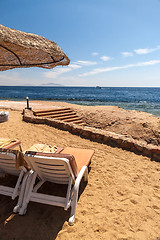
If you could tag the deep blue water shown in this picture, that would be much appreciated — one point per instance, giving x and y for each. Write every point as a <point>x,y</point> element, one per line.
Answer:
<point>143,99</point>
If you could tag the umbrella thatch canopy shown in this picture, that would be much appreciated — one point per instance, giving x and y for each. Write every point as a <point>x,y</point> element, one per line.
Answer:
<point>19,49</point>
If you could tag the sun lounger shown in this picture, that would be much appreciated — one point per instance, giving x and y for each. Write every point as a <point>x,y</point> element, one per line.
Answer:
<point>8,157</point>
<point>67,167</point>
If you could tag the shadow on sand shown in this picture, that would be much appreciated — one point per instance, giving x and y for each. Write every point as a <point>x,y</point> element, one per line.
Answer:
<point>40,222</point>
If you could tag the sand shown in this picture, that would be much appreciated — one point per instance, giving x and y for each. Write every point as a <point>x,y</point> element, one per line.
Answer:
<point>120,201</point>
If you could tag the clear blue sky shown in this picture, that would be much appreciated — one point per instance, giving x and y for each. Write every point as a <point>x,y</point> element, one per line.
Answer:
<point>109,42</point>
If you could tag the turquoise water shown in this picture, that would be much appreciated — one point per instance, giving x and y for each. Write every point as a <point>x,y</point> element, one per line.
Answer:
<point>142,99</point>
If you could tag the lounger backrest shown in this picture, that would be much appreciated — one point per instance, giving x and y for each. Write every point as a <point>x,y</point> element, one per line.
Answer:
<point>53,169</point>
<point>8,163</point>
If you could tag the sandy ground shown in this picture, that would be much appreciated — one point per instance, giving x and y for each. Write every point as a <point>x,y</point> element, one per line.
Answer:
<point>121,200</point>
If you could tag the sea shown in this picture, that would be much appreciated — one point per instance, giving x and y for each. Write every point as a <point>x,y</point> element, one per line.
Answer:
<point>146,99</point>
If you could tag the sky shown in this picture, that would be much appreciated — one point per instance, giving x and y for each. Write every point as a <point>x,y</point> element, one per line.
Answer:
<point>110,43</point>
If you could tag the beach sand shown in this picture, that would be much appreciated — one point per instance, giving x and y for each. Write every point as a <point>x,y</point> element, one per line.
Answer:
<point>120,201</point>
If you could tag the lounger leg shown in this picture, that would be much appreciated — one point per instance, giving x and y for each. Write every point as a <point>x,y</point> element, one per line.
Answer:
<point>15,192</point>
<point>75,195</point>
<point>21,195</point>
<point>29,187</point>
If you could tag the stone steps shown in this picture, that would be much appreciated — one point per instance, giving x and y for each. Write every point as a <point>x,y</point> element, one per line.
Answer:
<point>62,114</point>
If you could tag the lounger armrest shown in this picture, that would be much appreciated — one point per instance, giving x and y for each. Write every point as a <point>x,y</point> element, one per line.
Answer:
<point>58,155</point>
<point>13,145</point>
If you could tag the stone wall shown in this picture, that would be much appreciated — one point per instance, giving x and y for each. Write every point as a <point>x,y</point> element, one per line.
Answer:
<point>98,135</point>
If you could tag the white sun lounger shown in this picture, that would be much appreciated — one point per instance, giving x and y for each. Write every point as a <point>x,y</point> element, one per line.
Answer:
<point>68,167</point>
<point>8,165</point>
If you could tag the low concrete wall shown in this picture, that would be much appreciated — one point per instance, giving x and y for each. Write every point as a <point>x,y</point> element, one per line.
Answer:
<point>98,135</point>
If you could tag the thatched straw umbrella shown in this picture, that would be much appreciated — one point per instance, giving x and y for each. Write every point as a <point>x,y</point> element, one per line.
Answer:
<point>22,50</point>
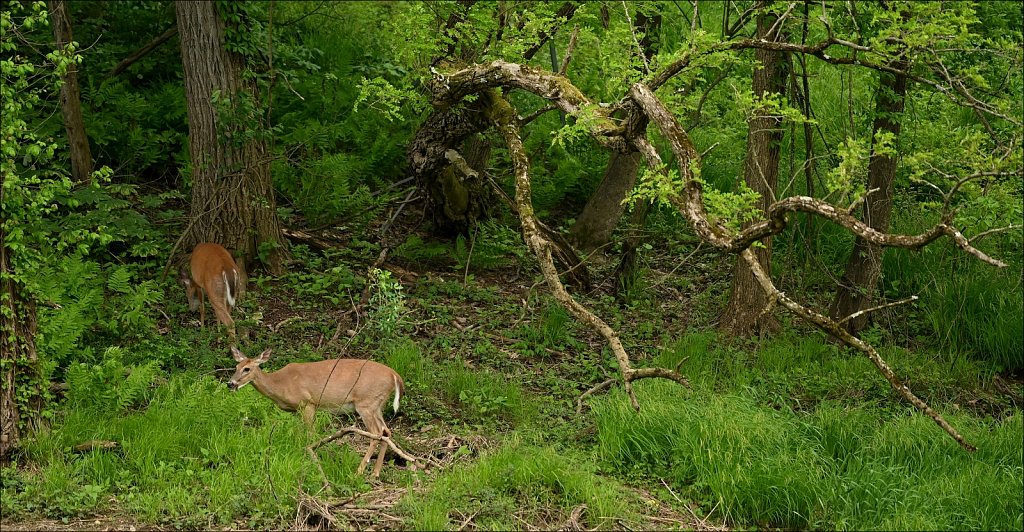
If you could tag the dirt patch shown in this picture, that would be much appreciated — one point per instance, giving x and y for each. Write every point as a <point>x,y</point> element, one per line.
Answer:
<point>97,523</point>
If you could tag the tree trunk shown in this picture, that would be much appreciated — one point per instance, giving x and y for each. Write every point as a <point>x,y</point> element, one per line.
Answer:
<point>71,102</point>
<point>20,391</point>
<point>595,224</point>
<point>457,202</point>
<point>864,266</point>
<point>600,216</point>
<point>232,202</point>
<point>743,315</point>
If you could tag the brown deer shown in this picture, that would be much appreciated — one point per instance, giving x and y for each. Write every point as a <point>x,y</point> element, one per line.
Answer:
<point>213,273</point>
<point>339,386</point>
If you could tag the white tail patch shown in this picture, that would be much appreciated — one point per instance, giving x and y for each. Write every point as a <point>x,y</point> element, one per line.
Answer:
<point>397,394</point>
<point>229,287</point>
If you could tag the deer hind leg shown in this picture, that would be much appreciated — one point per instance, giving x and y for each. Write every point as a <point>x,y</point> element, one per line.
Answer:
<point>383,450</point>
<point>201,295</point>
<point>375,426</point>
<point>223,315</point>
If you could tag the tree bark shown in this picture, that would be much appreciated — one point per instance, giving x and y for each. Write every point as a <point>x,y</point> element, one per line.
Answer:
<point>743,314</point>
<point>142,52</point>
<point>863,269</point>
<point>20,389</point>
<point>601,214</point>
<point>71,102</point>
<point>232,201</point>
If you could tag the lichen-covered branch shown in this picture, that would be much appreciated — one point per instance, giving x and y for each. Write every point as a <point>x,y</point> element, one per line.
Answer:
<point>504,120</point>
<point>834,328</point>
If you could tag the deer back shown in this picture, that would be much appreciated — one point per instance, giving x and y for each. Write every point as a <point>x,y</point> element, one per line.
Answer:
<point>336,385</point>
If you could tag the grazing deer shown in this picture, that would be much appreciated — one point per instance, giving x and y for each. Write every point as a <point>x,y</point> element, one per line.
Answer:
<point>214,273</point>
<point>339,386</point>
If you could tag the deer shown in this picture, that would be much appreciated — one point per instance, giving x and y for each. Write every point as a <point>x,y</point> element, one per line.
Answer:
<point>215,273</point>
<point>340,385</point>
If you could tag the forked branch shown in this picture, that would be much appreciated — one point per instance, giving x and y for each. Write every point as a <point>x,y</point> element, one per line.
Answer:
<point>834,328</point>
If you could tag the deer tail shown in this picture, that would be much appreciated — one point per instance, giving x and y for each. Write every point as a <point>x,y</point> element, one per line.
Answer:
<point>230,286</point>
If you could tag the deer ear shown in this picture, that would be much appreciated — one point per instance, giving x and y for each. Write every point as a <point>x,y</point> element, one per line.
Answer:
<point>263,357</point>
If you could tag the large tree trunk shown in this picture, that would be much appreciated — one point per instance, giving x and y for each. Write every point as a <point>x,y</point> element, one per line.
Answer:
<point>20,386</point>
<point>232,201</point>
<point>743,315</point>
<point>600,216</point>
<point>595,224</point>
<point>864,267</point>
<point>71,103</point>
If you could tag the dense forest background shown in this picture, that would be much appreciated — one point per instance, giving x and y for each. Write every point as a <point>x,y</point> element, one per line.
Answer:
<point>669,264</point>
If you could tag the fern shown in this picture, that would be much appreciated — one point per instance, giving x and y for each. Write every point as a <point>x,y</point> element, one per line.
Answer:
<point>110,386</point>
<point>416,250</point>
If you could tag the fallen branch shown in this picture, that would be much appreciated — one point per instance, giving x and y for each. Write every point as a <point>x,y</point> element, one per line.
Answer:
<point>143,51</point>
<point>834,328</point>
<point>880,307</point>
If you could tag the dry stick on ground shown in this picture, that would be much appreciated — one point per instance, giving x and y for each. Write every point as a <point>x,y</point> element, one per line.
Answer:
<point>834,328</point>
<point>480,78</point>
<point>693,210</point>
<point>504,119</point>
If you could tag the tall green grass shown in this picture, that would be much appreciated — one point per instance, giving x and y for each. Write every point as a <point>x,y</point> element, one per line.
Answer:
<point>198,455</point>
<point>835,467</point>
<point>517,484</point>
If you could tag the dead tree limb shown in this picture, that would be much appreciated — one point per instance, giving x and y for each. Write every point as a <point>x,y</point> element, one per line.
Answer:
<point>143,51</point>
<point>834,328</point>
<point>504,119</point>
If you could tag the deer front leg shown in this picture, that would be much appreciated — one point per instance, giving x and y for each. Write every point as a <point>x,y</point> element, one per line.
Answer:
<point>223,316</point>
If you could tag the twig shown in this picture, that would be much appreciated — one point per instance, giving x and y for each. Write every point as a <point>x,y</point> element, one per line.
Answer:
<point>997,229</point>
<point>595,389</point>
<point>880,307</point>
<point>568,50</point>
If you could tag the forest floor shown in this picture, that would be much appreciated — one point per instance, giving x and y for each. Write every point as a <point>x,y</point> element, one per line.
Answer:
<point>495,369</point>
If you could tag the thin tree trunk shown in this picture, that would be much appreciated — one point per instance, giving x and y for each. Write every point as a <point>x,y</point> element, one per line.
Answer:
<point>863,269</point>
<point>71,102</point>
<point>600,216</point>
<point>743,315</point>
<point>595,224</point>
<point>232,201</point>
<point>22,394</point>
◆ ◆ ◆ ◆
■ **Given task**: Rewrite the lines above as a JSON list of strings, one string per line and no strings for blank lines. Start at the line containing "If you could tag the beach" and end at the line containing "<point>62,114</point>", including both.

■ **The result**:
[
  "If you could tag the beach sand shown in this picture, that would be much appreciated — one point per instance, giving x and y for each. Write every point as a <point>x,y</point> element, one per line.",
  "Answer:",
  "<point>120,201</point>",
  "If you could tag the lounger leg shown in this picture, that would be much appreciated — one point per instance, giving x and y for each. Write every point as a <point>x,y</point> element, one per line.",
  "Answer:",
  "<point>15,192</point>",
  "<point>75,195</point>",
  "<point>21,195</point>",
  "<point>29,187</point>",
  "If you could tag the stone steps shown in this picture, that would be much appreciated — one point per instance, giving x and y for each. Write every point as a <point>x,y</point> element, one per line.",
  "Answer:",
  "<point>62,114</point>"
]